## STORED DATA

________

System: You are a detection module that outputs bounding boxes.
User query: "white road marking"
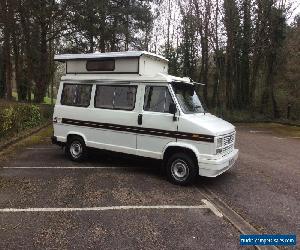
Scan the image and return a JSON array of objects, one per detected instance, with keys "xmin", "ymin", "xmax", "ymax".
[
  {"xmin": 0, "ymin": 167, "xmax": 145, "ymax": 169},
  {"xmin": 26, "ymin": 147, "xmax": 57, "ymax": 150},
  {"xmin": 201, "ymin": 199, "xmax": 223, "ymax": 218},
  {"xmin": 0, "ymin": 205, "xmax": 209, "ymax": 213},
  {"xmin": 0, "ymin": 199, "xmax": 223, "ymax": 217},
  {"xmin": 249, "ymin": 130, "xmax": 272, "ymax": 134}
]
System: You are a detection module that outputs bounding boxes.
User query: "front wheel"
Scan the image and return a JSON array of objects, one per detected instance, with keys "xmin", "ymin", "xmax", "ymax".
[
  {"xmin": 166, "ymin": 153, "xmax": 197, "ymax": 186},
  {"xmin": 65, "ymin": 136, "xmax": 86, "ymax": 162}
]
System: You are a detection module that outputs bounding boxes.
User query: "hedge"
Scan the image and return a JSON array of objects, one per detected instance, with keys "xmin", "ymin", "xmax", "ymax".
[{"xmin": 0, "ymin": 103, "xmax": 53, "ymax": 138}]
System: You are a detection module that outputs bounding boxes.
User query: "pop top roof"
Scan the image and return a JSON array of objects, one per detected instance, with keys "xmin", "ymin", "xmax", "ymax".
[{"xmin": 54, "ymin": 51, "xmax": 169, "ymax": 62}]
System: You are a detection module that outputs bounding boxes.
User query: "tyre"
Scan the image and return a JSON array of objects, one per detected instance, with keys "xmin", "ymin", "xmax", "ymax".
[
  {"xmin": 65, "ymin": 136, "xmax": 86, "ymax": 162},
  {"xmin": 166, "ymin": 153, "xmax": 197, "ymax": 186}
]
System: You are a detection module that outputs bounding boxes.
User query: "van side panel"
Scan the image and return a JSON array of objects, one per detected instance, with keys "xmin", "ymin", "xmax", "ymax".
[{"xmin": 54, "ymin": 82, "xmax": 138, "ymax": 154}]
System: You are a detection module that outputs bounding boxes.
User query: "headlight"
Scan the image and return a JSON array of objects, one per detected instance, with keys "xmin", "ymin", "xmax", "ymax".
[
  {"xmin": 217, "ymin": 137, "xmax": 223, "ymax": 148},
  {"xmin": 216, "ymin": 148, "xmax": 222, "ymax": 155}
]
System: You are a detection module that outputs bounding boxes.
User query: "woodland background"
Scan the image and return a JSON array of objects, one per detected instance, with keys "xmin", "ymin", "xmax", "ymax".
[{"xmin": 0, "ymin": 0, "xmax": 300, "ymax": 121}]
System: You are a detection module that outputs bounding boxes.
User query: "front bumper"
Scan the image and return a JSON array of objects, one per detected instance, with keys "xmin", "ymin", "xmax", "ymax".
[
  {"xmin": 51, "ymin": 136, "xmax": 65, "ymax": 147},
  {"xmin": 198, "ymin": 149, "xmax": 239, "ymax": 177}
]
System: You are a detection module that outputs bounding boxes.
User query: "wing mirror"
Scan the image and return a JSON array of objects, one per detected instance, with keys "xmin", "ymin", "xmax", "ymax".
[{"xmin": 169, "ymin": 102, "xmax": 177, "ymax": 121}]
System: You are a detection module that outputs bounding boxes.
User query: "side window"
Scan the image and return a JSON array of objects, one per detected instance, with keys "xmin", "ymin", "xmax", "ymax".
[
  {"xmin": 61, "ymin": 83, "xmax": 92, "ymax": 107},
  {"xmin": 95, "ymin": 85, "xmax": 137, "ymax": 110},
  {"xmin": 114, "ymin": 87, "xmax": 136, "ymax": 110},
  {"xmin": 144, "ymin": 86, "xmax": 173, "ymax": 113},
  {"xmin": 95, "ymin": 86, "xmax": 115, "ymax": 109}
]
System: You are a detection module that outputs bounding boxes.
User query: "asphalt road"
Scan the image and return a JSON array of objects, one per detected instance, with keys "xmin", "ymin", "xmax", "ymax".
[{"xmin": 0, "ymin": 127, "xmax": 300, "ymax": 249}]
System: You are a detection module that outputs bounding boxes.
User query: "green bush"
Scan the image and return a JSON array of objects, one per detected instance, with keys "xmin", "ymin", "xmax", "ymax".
[{"xmin": 0, "ymin": 103, "xmax": 51, "ymax": 138}]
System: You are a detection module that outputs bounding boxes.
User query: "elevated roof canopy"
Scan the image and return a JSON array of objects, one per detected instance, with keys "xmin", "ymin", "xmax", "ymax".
[{"xmin": 54, "ymin": 51, "xmax": 169, "ymax": 63}]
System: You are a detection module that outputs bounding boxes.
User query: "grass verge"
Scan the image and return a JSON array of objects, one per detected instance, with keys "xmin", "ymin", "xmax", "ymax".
[
  {"xmin": 235, "ymin": 123, "xmax": 300, "ymax": 139},
  {"xmin": 0, "ymin": 125, "xmax": 53, "ymax": 162}
]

________

Find each line in the rows above that contains the string "road" and copy it out. Matching is case-sensitive.

## SOLUTION
User query: "white road marking"
User query: "asphalt road"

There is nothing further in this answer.